— Aim —
All the data should be repeated exactly. Any image in it is left out.

[Data entries]
# # # #
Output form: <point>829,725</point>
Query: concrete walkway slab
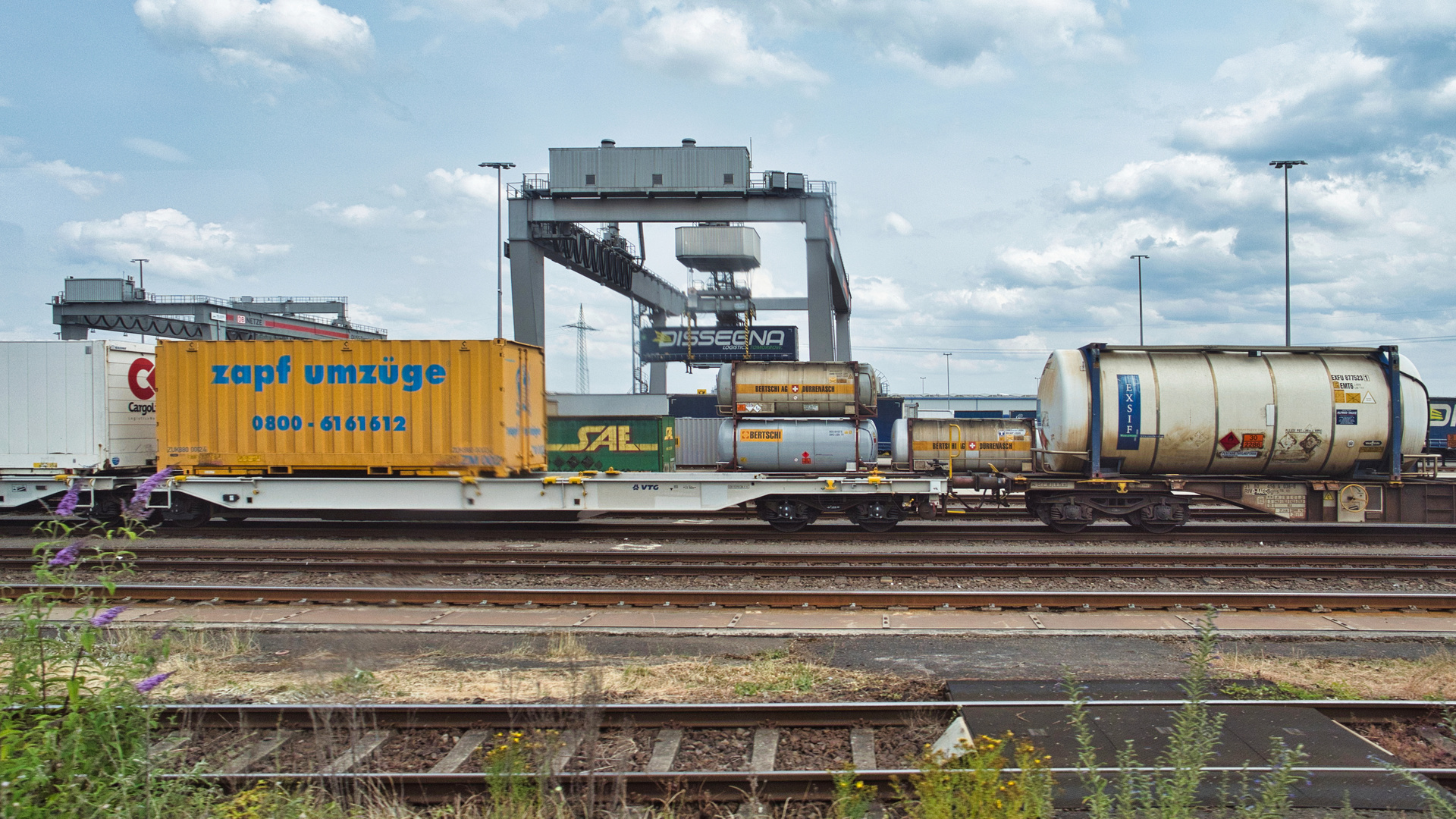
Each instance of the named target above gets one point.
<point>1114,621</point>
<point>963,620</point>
# # # #
— Full response —
Output form: <point>829,725</point>
Query: concrete walkway slab
Each instance of the named target above gets one point.
<point>1114,621</point>
<point>963,620</point>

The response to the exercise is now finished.